Written task: Type out all of the records below word for word, omitting the pictures.

Raw records:
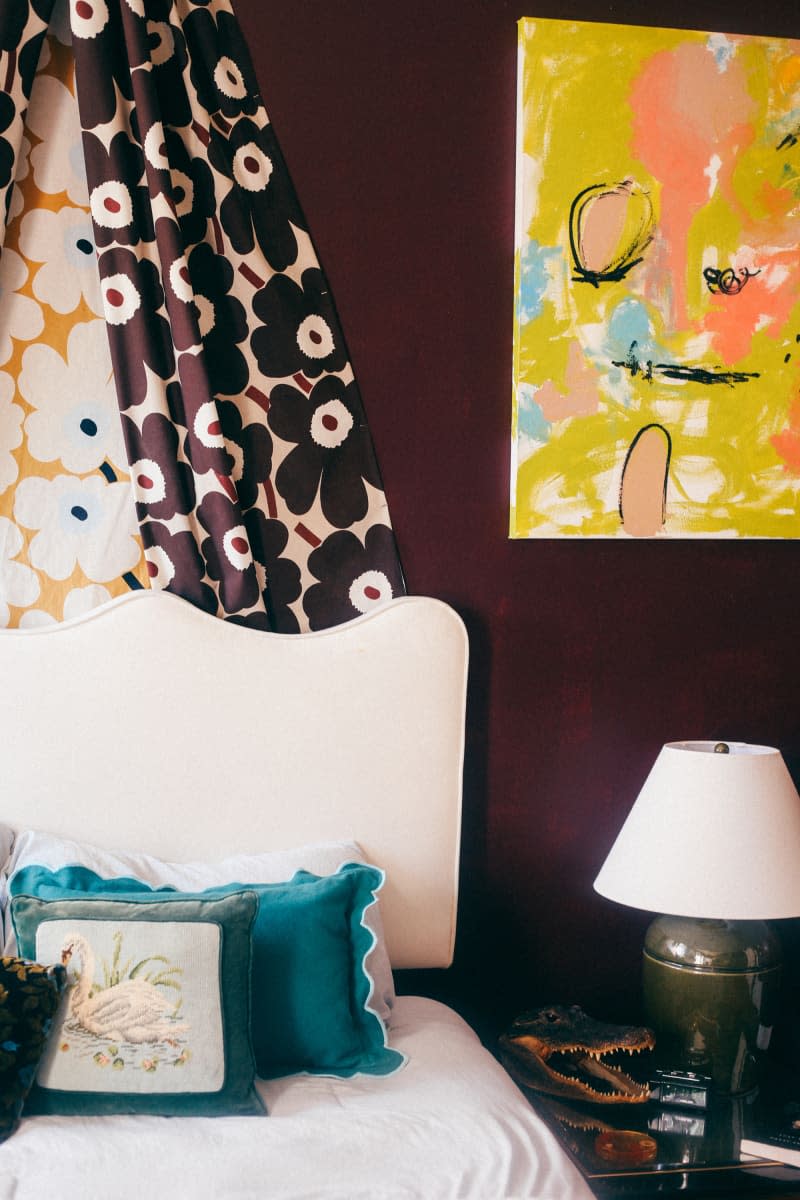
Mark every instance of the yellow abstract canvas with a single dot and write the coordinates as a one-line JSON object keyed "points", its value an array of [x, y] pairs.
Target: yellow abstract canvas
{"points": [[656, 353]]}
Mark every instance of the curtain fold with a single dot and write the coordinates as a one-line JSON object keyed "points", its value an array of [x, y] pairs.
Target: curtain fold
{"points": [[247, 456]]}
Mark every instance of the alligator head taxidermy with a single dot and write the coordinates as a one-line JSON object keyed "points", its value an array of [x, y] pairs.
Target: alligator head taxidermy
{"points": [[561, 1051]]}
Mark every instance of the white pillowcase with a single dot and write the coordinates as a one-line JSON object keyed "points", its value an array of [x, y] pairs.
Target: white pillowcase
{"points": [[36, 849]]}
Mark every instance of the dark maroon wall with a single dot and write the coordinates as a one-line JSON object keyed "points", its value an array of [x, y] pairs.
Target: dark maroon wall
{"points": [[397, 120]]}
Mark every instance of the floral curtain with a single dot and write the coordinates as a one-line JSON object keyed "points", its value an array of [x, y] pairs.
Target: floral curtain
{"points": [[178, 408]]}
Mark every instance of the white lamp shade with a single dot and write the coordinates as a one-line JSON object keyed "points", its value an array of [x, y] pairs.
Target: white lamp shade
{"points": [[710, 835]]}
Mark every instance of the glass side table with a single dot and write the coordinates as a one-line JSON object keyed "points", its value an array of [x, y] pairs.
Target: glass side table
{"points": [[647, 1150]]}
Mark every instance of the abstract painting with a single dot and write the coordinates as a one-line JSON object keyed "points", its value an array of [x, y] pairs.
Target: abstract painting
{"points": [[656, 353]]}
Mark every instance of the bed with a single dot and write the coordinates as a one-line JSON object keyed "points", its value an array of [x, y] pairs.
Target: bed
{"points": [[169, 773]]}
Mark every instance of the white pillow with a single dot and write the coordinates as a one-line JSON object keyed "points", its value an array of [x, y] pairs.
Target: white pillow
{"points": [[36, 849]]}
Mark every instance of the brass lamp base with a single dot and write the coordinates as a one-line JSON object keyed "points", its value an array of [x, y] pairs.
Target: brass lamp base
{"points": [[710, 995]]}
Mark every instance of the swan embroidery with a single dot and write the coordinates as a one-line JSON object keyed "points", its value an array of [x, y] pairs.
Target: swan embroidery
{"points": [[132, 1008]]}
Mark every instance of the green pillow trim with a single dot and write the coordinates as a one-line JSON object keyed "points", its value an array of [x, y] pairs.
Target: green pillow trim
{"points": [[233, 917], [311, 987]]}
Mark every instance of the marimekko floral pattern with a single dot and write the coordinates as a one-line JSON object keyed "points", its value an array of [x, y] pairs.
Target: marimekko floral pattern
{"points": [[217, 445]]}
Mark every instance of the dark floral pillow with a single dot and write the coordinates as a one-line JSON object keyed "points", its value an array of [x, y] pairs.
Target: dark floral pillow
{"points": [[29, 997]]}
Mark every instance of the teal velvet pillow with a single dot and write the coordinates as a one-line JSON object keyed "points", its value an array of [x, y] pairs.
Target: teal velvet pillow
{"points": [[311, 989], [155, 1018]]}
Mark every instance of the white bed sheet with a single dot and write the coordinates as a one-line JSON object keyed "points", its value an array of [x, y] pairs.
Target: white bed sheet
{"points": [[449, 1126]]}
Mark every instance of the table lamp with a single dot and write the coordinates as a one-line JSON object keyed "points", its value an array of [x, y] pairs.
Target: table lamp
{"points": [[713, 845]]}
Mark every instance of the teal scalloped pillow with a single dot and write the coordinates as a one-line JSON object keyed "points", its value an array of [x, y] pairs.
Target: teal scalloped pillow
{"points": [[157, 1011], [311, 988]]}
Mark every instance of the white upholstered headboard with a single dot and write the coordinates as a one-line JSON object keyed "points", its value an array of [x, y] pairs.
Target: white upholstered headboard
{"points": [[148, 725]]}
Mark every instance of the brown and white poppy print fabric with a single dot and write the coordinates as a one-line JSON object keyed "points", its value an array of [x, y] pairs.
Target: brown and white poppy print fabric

Response:
Mark every instance of the yellow abstract canvas with a single dot and write the coordinates as a one-line JSON object keyed "points", its value an array of [x, y] pairs.
Target: yellow abstract canvas
{"points": [[656, 353]]}
Mark every instance of the curtain fold with a single dot and write the coordinates as a one-line JSON object keyed "points", its value an array of [x, y] pairs.
Target: curtain fold
{"points": [[247, 456]]}
Mark every instance of the alligator head taxidermy with a single dot and write the coordinates as a one-line JSON object keyed "points", its value an array of [x, y] pairs.
Target: alligator head taxidermy
{"points": [[561, 1051]]}
Mark every instance of the white pillowcase with a single dot and write the coordinates as a one-line JSON object keyed "points", its value an array of [x, y] pairs.
Target: white pillowcase
{"points": [[36, 849]]}
Mark every instance of the dark maroon wall with a single dot and write the coordinates as a one-line JSON object keyed "points", its value an array of [x, y] pairs.
Target: dark maroon wall
{"points": [[397, 120]]}
Mark every instance of the floral curtain with a single dot and write the coordinates as a one-line JSON object keyed "points", its value an array of [x, y] pairs.
Target: floral curtain
{"points": [[178, 408]]}
Mark every instance of the white lamp shade with a single dot and write the coordinates as a one-line JSON object keyed "points", its value an array of [x, y] pairs.
Target: white lamp shade
{"points": [[710, 835]]}
Mark every instance of the glass side table with a single dot and write the coordinates as a one-line JSON object keyed "points", its value an array of [x, y] pairs.
Target: glass side table
{"points": [[647, 1150]]}
Mark every instance of the abstract painting with a single dot and write the coordinates as a one-line JSON object keyed "points", its value an array of [x, y] pairs.
Target: abstract painting
{"points": [[656, 353]]}
Mark every instance of the bed with a single dot and write the coordinates as a one-line JSON object keyed "points", its value an array of [x, y] pairs.
Target: bed
{"points": [[169, 773]]}
Mark every instance of the white pillow with a single dot and write the coordinates as a one-line JSON object keyed "points", its value an array of [x, y] pairs.
Target: white pillow
{"points": [[36, 849]]}
Mark every instance of the brass lamp base with a single dot and write the coordinates as a one-line JSON object keyed "points", its value an array of [x, y] pairs.
Target: brass lamp base
{"points": [[710, 995]]}
Mark every instance of the swan embroidery with a single dot and write the coordinates as a one-line JSON object keyed "points", its value an array of [x, y] pairs.
Target: swan embroidery
{"points": [[132, 1008]]}
Mark every instance of the green pillow trim with a single dot and write the coordinates as a one-line JSON object keyed "points", its value an array of [x, y] pairs.
Target: green pillow trim
{"points": [[233, 917], [311, 987]]}
Mark every instance of the marimekko floral pattern with a single dot and write the coordinates as a one-line JSON object keyed "points", its value an array of [x, y] pairs.
Target: marimekko floral pattern
{"points": [[217, 445]]}
Mark every instance of the dark floral pillow with a single dot and write the coordinates as a one-line JSON object keyed "points", its value an array of [x, y] pairs.
Target: dark floral pillow
{"points": [[29, 997]]}
Mark every instance of the teal velvet pillow with a single dot and write the coordinates as a one-line JSON object keyed "points", its value an array of [x, y] pairs.
Target: teal velvet pillow
{"points": [[311, 989], [155, 1018]]}
Mark every instance of the white bed sheet with a single dot and write the coordinates as a one-line JSON object keyed "points", its value an array of [x, y] pairs.
Target: white bed sheet
{"points": [[449, 1126]]}
Mark every instance of the table lamp with a single dot and write the coordinates as a one-line JSON object keyed "points", its value an array of [x, y] pairs.
Target: table lamp
{"points": [[713, 845]]}
Mark every instance of the teal scalloped pillow with a single dot and write the coordinates as a one-line JSON object keyed "points", its value an array of [x, y] pairs.
Target: teal scalloped pillow
{"points": [[157, 1011], [311, 988]]}
Mark every instance of the white upholstered headboard with a single dot and write the coordinates as a one-line JSON object keyed "points", its value an array of [x, y] pairs.
Target: white upholstered headboard
{"points": [[148, 725]]}
Mark every instance of the brown and white poppy print fabric with a single dot and write the coordinates as a one-line JSON object keyed "points", its value an array of [x, y] pairs.
Target: brown and white poppy print fabric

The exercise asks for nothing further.